TASK TO CARRY OUT: Check every line below for the word "shade" and copy each one that has it.

EXCERPTED DATA:

——————

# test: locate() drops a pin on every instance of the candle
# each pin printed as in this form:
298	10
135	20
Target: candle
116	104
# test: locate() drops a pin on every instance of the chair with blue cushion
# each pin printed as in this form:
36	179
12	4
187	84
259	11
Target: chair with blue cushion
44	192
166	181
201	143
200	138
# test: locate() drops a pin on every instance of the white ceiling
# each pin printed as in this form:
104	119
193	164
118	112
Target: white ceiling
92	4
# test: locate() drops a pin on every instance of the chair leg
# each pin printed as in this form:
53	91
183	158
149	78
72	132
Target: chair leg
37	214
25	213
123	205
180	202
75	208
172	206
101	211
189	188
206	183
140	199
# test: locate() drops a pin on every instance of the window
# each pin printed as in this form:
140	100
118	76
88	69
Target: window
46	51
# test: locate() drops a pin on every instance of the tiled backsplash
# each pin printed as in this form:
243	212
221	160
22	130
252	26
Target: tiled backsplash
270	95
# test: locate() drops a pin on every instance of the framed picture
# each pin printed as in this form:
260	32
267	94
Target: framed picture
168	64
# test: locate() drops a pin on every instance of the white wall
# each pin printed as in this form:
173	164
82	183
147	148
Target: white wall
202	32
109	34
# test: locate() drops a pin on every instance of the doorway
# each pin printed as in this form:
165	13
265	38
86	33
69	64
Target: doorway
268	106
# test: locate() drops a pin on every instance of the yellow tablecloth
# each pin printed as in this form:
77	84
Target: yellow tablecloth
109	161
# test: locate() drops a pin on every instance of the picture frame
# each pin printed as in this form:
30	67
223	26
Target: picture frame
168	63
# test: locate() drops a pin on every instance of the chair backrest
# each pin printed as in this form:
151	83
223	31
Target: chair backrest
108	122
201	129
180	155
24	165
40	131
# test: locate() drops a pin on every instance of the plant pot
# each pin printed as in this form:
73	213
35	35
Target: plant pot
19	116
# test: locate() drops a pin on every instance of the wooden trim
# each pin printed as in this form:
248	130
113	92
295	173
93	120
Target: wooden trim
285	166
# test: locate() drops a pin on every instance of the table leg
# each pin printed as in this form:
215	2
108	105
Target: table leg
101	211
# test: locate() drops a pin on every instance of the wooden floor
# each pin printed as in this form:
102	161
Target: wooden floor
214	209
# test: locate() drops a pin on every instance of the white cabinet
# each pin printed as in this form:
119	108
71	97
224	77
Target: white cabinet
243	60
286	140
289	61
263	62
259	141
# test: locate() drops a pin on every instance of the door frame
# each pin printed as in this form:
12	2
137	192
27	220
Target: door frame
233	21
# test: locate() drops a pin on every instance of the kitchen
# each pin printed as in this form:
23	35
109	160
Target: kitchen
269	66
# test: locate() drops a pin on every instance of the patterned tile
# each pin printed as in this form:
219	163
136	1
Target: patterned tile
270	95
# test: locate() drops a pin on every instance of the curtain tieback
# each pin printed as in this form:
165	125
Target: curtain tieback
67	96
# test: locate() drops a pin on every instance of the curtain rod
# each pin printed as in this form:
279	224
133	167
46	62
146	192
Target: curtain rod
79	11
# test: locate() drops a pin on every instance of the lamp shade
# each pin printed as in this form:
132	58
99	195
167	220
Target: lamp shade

——————

ANSWER BELOW:
# test: locate() drops a pin on every instance of the lamp shade
Target: lamp shade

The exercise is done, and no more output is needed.